- [PASSAGE]
Angolan Olympic Committee
- Country: Angola
- Code: ANG
- Created: 17 February 1979
- Recognized: 1980
- Continental Association: ANOCA
- Headquarters: Luanda, Angola
- President: Gustavo Dias Vaz da Conceição
- Secretary General: António Pedro Garcia Monteiro
- Website: www.comiteolimpicoangolano.com/pt

= Angolan Olympic Committee =

The Angolan Olympic Committee (Comité Olímpico Angolano) (IOC code: ANG) is the National Olympic Committee representing Angola. It was created on 17 February 1979 and recognized by the International Olympic Committee in February 1980.

==History==
The committee was founded on 17 February 1979 and was recognised provisionally by the Executive Board of the IOC at Nagoya, Japan in October 1979. This recognition was confirmed at the 82nd Session of the IOC at Lake Placid in February 1980.

- [WRITTEN PROBLEM] Reproduce the section of the Angolan Olympic Committee text between "The Angolan Olympic" and "Committee in February 1980.", inclusive. The data that comes next has no connection to the Angolan Olympic Committee text.

- [DATA]
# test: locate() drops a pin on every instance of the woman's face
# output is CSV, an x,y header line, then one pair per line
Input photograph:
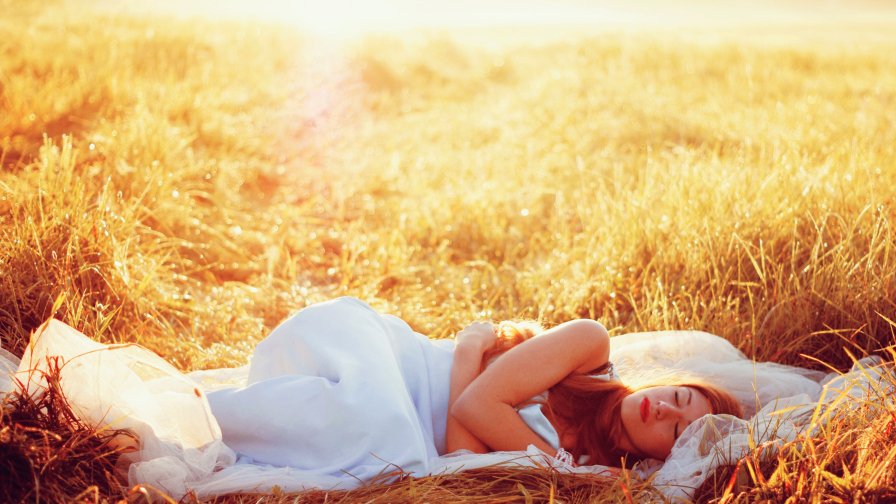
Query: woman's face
x,y
655,417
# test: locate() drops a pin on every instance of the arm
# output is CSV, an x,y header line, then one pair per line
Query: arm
x,y
472,343
486,407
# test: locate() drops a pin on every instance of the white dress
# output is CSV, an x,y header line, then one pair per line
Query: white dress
x,y
339,394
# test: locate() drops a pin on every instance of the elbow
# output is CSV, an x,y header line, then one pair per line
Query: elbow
x,y
593,338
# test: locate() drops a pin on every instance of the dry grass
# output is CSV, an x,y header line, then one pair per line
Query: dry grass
x,y
186,185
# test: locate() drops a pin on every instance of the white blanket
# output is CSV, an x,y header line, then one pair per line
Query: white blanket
x,y
339,394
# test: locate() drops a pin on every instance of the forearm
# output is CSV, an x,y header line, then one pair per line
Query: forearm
x,y
465,368
498,425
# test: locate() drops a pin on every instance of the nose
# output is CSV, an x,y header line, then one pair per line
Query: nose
x,y
666,410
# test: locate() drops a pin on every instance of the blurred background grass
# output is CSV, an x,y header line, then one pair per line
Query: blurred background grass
x,y
186,184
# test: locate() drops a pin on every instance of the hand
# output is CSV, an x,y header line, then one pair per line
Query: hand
x,y
479,336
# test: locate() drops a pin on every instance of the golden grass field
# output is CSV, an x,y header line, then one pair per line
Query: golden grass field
x,y
186,184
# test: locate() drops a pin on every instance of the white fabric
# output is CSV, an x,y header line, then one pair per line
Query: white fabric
x,y
339,390
717,440
333,356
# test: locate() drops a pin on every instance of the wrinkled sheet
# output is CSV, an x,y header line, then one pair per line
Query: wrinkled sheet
x,y
182,447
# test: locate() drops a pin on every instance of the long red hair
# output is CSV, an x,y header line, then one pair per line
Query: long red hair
x,y
591,407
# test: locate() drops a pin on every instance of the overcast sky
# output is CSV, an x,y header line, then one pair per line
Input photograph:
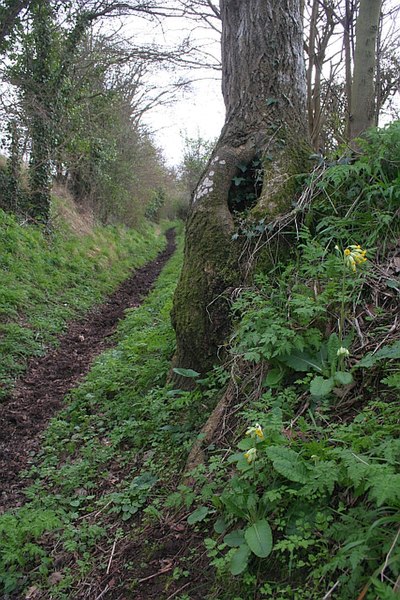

- [SOLUTION BELOW]
The Angolan Olympic Committee (Comité Olímpico Angolano) (IOC code: ANG) is the National Olympic Committee representing Angola. It was created on 17 February 1979 and recognized by the International Olympic Committee in February 1980.